▶ READING PASSAGE

*** Block opens ***

Created by President Jimmy Carter in 1979, this month celebrates the African American musical influences that comprise an essential part of our nation’s treasured cultural heritage. Let’s dig in with some of our newest and well-loved books and journal articles!

Do My Heart Good: My Odyssey Through Country Music, Medicine, and History
By Cleve Francis
Co-published with Country Music Foundation Press
Born to a struggling family in Jim Crow–era Louisiana, Cleve Francis followed his love for music and passion for science into parallel careers as a singer-songwriter and cardiologist. One of the few Black artists to record for a major country music label, Francis had four Billboard hits as a Capitol Nashville/Liberty Records artist in the 1990s.
Engaging and inspiring, Do My Heart Good is the story of how resolve, hard work, and joy composed a uniquely American success story.

“The World We Make: Black Colleges and Black Music Studies” by Fredara Mareva Hadley
In this article, Hadley discusses questions raised by musicologist Guthrie Ramsey’s book, Who Hears Here? On Black Music, Pasts & Present, in conjunction with her own research on music at Historically Black Colleges and Universities (HBCUs). In presenting her research, Hadley raises the question: what are we missing by not considering HBCUs a significant community theater in the production of, participation in, and innovation of Black music? And who hears here now?

The Operatic Kaleidoscope: Voice, Race, and the Ragtime Popular Stage
By Kristen M. Turner
Opera and popular entertainment intersected at the turn of the twentieth century just as Americans debated the terms of citizenship. Kristen M. Turner disentangles the histories of race, class, gender, culture, and musical style to explain opera’s place in the mass culture of the ragtime era.
Nuanced and expansive, The Operatic Kaleidoscope explores opera’s role when popular culture grappled with questions of race and citizenship.

*** Block closes ***

▶ YOUR TASKS
**A)** In the reading list on Black music, who created the month being celebrated, and in what year?
**B)** Reproduce the reading list on Black music starting at "The Operatic Kaleidoscope: Voice, Race, and" and ending at "the ragtime era.".
**C)** Extend the reading list on Black music past its last entry.

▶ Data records
*** Block opens ***

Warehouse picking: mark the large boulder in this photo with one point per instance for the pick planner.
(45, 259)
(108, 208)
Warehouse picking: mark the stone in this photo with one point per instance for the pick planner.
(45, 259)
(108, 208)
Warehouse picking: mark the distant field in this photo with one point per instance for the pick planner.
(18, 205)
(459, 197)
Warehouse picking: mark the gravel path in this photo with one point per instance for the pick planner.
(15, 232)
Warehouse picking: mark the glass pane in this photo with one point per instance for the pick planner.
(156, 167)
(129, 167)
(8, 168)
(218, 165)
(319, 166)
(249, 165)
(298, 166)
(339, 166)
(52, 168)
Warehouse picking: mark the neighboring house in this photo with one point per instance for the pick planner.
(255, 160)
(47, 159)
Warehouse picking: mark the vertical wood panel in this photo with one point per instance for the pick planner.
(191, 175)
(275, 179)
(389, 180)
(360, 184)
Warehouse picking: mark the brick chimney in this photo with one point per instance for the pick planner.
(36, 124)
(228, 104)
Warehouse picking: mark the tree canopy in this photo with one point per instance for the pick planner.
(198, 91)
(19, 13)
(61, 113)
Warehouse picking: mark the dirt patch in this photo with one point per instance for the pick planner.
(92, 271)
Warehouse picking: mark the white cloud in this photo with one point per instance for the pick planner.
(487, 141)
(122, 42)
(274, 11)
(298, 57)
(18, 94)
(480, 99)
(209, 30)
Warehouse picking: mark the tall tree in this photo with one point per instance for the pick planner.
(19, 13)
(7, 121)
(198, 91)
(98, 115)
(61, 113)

*** Block closes ***

▶ ANSWERS FOR THE EXERCISE
**A)** President Jimmy Carter created it in 1979.

**B)**
The Operatic Kaleidoscope: Voice, Race, and the Ragtime Popular Stage
By Kristen M. Turner
Opera and popular entertainment intersected at the turn of the twentieth century just as Americans debated the terms of citizenship. Kristen M. Turner disentangles the histories of race, class, gender, culture, and musical style to explain opera’s place in the mass culture of the ragtime era.

**C)**
“Listening to Kora in New York City: Constructing Africa and Blackness in the United States” by Althea SullyCole
Drawing upon ethnographic fieldwork with New York City-based musicians, this article observes how the kora, a twenty-one stringed harp from the Mandé region of West Africa, has become integrated into a Black cultural expression in the United States. It highlights the disjunctures between migrant West African kora players and Black musicians and audiences in the United States that result from particular modes of listening. How these conflicts are manifest in the performance context, the author argues, reveals both who and what means, historically, have been authorized to organize a social imaginary around the idea of “Africa” and its traditions.

Sallie Martin, Mother of Gospel Music
By Kay Norton
Sallie Martin combined fame as a performer with a far-sighted business acumen that brought Black gospel music to a national audience and laid the foundation for the industry that followed. Kay Norton’s biography follows Martin’s parallel careers from her early plans to grow the genre through her celebrity in the 1960s–1970s and eventful retirement.
In-depth and powerful, Sallie Martin, Mother of Gospel Music tells the story of one woman’s role in shaping the music and business of Black gospel.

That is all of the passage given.